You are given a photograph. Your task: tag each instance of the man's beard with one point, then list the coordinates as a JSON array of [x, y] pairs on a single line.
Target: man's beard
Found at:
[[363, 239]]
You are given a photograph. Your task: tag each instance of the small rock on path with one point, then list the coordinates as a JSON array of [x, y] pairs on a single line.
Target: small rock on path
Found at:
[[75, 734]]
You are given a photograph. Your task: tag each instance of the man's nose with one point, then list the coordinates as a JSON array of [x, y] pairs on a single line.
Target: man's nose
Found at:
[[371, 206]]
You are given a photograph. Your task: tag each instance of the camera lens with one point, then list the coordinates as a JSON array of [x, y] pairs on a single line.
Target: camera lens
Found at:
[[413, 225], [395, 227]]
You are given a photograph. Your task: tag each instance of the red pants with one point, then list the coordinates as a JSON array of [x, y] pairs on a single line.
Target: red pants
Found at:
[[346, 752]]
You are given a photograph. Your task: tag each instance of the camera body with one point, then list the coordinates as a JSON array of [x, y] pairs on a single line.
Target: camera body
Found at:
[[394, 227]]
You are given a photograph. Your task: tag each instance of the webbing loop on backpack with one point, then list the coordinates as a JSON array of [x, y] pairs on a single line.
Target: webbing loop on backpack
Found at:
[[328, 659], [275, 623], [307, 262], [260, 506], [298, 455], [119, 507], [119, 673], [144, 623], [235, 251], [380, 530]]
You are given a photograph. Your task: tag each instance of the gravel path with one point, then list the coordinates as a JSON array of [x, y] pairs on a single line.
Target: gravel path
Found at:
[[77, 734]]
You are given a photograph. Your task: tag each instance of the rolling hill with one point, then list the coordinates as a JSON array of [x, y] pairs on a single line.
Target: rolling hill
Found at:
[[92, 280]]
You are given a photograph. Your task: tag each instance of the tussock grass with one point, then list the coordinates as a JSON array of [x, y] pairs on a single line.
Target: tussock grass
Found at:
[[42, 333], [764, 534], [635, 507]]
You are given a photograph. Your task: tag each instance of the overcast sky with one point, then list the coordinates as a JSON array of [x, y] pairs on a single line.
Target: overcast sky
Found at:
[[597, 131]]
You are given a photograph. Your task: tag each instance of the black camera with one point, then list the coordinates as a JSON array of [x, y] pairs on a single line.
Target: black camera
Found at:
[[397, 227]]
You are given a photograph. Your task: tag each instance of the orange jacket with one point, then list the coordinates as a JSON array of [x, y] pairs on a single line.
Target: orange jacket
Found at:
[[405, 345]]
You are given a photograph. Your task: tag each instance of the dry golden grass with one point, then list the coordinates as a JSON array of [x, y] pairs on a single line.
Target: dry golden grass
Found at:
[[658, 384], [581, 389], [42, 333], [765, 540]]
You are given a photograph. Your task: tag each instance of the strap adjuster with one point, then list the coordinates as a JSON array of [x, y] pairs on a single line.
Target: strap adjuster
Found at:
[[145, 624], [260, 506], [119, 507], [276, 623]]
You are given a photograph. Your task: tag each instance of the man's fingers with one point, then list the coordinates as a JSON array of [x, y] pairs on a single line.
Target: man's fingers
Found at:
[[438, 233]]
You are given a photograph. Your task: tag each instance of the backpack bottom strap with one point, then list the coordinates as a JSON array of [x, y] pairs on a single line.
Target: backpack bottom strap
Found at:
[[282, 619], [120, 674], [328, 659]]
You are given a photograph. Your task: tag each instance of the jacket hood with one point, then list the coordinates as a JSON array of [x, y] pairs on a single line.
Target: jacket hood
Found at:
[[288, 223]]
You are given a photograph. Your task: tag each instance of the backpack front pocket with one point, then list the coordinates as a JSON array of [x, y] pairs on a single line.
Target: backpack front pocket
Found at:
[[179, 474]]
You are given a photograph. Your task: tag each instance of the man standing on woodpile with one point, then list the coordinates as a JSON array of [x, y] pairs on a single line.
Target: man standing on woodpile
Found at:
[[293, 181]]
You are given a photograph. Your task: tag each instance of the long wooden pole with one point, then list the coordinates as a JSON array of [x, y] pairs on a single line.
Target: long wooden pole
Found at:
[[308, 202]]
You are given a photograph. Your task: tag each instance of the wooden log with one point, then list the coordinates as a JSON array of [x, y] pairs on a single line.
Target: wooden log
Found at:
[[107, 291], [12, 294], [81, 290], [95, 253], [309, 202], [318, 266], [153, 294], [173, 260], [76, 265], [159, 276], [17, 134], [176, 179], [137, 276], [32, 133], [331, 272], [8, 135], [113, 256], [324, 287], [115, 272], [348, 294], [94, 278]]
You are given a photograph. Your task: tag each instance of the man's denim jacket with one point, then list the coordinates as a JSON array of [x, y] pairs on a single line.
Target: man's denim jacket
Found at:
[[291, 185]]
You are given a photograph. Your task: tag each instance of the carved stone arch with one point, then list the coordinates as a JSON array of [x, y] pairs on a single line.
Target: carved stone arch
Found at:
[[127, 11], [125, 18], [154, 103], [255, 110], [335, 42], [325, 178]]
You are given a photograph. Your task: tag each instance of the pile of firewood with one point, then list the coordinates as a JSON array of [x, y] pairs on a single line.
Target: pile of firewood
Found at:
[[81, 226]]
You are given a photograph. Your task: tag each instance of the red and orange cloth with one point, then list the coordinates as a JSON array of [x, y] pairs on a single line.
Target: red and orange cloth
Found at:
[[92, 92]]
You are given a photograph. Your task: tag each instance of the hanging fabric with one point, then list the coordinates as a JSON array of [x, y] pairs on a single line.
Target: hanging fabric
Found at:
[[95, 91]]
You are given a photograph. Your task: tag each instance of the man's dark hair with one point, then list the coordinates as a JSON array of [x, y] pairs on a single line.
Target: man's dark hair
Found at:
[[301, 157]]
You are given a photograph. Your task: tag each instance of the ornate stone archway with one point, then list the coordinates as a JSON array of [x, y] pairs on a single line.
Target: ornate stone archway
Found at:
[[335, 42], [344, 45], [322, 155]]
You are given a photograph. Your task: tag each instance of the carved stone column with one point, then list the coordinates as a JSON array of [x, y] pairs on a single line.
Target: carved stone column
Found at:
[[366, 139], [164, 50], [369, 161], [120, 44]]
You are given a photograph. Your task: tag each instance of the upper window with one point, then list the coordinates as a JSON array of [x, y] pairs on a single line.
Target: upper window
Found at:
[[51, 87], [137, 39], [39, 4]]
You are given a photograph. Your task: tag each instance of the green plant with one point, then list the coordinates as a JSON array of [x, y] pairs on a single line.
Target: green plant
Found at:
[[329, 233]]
########
- What you have to do -
Format all of the rows above as a two-column CSV with the columns request and answer, one line per row. Put each row's request text and its answer in a single quoted field each, and replace any line breaks with spaces.

- Output -
request,answer
"You are given a photograph. Your task: tag each instance of the man's beard with one point, then list the coordinates as a JSON array of [x, y] pairs on a single line. Target: man's beard Found at:","[[363, 239]]"
"You are given a photograph. Your task: tag each instance of the small rock on path with one point, then list the coordinates as a JSON array of [x, y] pairs on a single line. Target: small rock on path Found at:","[[75, 734]]"
"You are given a photograph. Your task: tag each instance of the man's nose with one point, then list the coordinates as a JSON array of [x, y] pairs on a single line. Target: man's nose Found at:","[[371, 206]]"
"You are given a photograph. Your task: tag each instance of the camera lens with one point, then list the coordinates as a JSON array of [x, y] pairs on a single line. Target: camera lens Found at:","[[413, 225], [395, 227]]"
"You are given a photograph. Your task: tag each instance of the red pants with one point, then list the coordinates as a JSON array of [x, y] pairs on a single line. Target: red pants Found at:","[[346, 752]]"
"You are given a photograph. Your task: tag each instance of the camera body with one point, then list the coordinates as a JSON array of [x, y] pairs on a single line. Target: camera body Found at:","[[394, 227]]"
"You are given a photograph. Your task: tag each instance of the webbing loop on backpack with one point, then list the coordinates as a JSON array of [x, y] pairs on a single line. Target: webbing loop on backpack Found at:","[[328, 659], [275, 623], [307, 262], [260, 506], [298, 455], [119, 507], [119, 673], [144, 623], [235, 251], [380, 530]]"
"You are given a photograph. Your task: tag each instance of the gravel path with one point, then list the coordinates as a JSON array of [x, y] pairs on a single line. Target: gravel path Found at:","[[77, 734]]"
"You are given a photograph. Your task: tag each instance of the rolling hill with one point, then list the coordinates as a JSON array of [x, y] pairs on a single line. Target: rolling hill Found at:","[[92, 280]]"
"You are given a photograph. Your task: tag each instance of the tussock grass with one point, then list the coordinates as a JSON array of [x, y] pairs on a single line. Target: tussock grass Found at:","[[42, 333], [764, 534], [635, 507]]"
"You are given a photograph. Your task: tag each instance of the overcast sky with one point, then list the coordinates as a JSON array of [x, y] pairs on a single line. Target: overcast sky Found at:","[[597, 131]]"
"You are given a photograph. Your task: tag each instance of the black camera with one point, then list the coordinates as a JSON array of [x, y] pairs on a single line. Target: black camera Found at:","[[397, 227]]"
"You are given a photograph. Your task: tag each instance of the orange jacket with one point, then list the coordinates as a JSON array of [x, y] pairs on a single line. Target: orange jacket Found at:","[[405, 345]]"
"You are given a photograph. Your task: tag each instance of the dry golden grass with one point, then list the coordinates as a JSON array of [x, y] pairs on a single line. Target: dry golden grass Found at:","[[658, 384], [581, 389], [42, 333], [765, 540]]"
"You are given a photograph. Your task: tag each instance of the strap adjuster with one point, then list the coordinates as a JSON array of [x, y] pairs on a single line. Target: strap adjuster Found at:","[[145, 624], [260, 506], [119, 507], [276, 623]]"
"You are given a photograph. Your task: tag each instance of the man's fingers with one point, then list the coordinates as a JSON array of [x, y] pairs on a single line. Target: man's fingers Found at:","[[438, 233]]"
"You are given a photograph. Your task: tag each instance of the backpack bottom strap with one point, then list the coordinates as a JSON array of [x, y] pairs on a single line. Target: backpack bottom strap Found at:","[[282, 619], [120, 674], [328, 659]]"
"You are given a photograph. Your task: tag each instance of the jacket hood with one point, then list the coordinates as a JSON array of [x, y] pairs on a single line. Target: jacket hood Found at:","[[288, 223]]"
"You are given a photograph. Your task: tag each instance of the backpack front pocket with one point, then list the coordinates as a JSON array of [x, y] pairs on a single line. Target: backpack front pocket Found at:","[[179, 474]]"
"You are given a photograph. Your task: tag each instance of the man standing on woodpile with one point, then list the coordinates as a JSON array of [x, y] pairs on a single line. Target: man standing on woodpile Found at:","[[293, 181]]"
"You are given a photograph. Your task: tag each instance of the long wooden pole with one point, then list the coordinates as a JSON array of [x, y] pairs on a single line. Target: long wooden pole Found at:","[[308, 202]]"
"You are given a photograph. Your task: tag each instance of the wooden log with one point, then list the coordinates as a JSON array of [x, y] pairs on a single line. Target: wooden log Found at:","[[107, 291], [12, 294], [81, 290], [95, 253], [309, 202], [318, 266], [153, 294], [173, 260], [76, 265], [159, 276], [17, 134], [176, 179], [137, 276], [32, 133], [331, 272], [8, 135], [113, 256], [324, 287], [115, 272], [348, 294], [94, 278]]"
"You are given a photograph. Your task: tag each instance of the man's denim jacket with one point, then list the coordinates as a JSON array of [x, y] pairs on a single line. Target: man's denim jacket Found at:","[[291, 185]]"
"You are given a photograph. Your task: tag each instance of the carved stone arch with one point, then list the coordinates as a JSON array of [x, y] pairs on a single line. Target: carved stone arch Found at:","[[127, 11], [125, 18], [154, 103], [255, 110], [335, 42], [325, 178]]"
"You are given a photograph. Your task: tag each instance of the pile of firewood with one point, then list the coordinates as a JSON array of [x, y] pairs on a single line. Target: pile of firewood Found at:","[[81, 226]]"
"You are given a photograph. Your task: tag each instance of the red and orange cloth with one point, then list the coordinates as a JSON array of [x, y] pairs on a single line. Target: red and orange cloth Found at:","[[92, 92]]"
"You are given a photograph. Your task: tag each instance of the hanging fabric with one point, then list the coordinates as a JSON array of [x, y] pairs on a single line. Target: hanging fabric Found at:","[[95, 91]]"
"You are given a photograph. Your task: tag each instance of the man's dark hair with one point, then list the coordinates as a JSON array of [x, y] pairs on a single line. Target: man's dark hair Found at:","[[301, 157]]"
"You are given a photograph. Your task: tag each instance of the ornate stone archway with one point, then list the coordinates as a JSON array of [x, y] pairs on a single line. Target: ornate stone archway Found at:","[[335, 42], [344, 45], [322, 155]]"
"You are given a photograph. Your task: tag each instance of the carved stone column with one point, then list the coordinates as a JSON array of [x, y] pairs on a single line. Target: carved stone column Found at:","[[366, 139], [164, 50], [369, 161], [120, 44]]"
"You are given a photograph. Your task: tag each instance of the upper window with one point, then list the coordinates as a JSON array of [x, y] pairs on a single line. Target: upper window Found at:","[[51, 87], [137, 39], [39, 4]]"
"You are given a photograph. Your task: tag each instance of the green plant with one point, then list the coordinates as a JSON array of [x, y] pairs on a single line. Target: green plant Found at:","[[329, 233]]"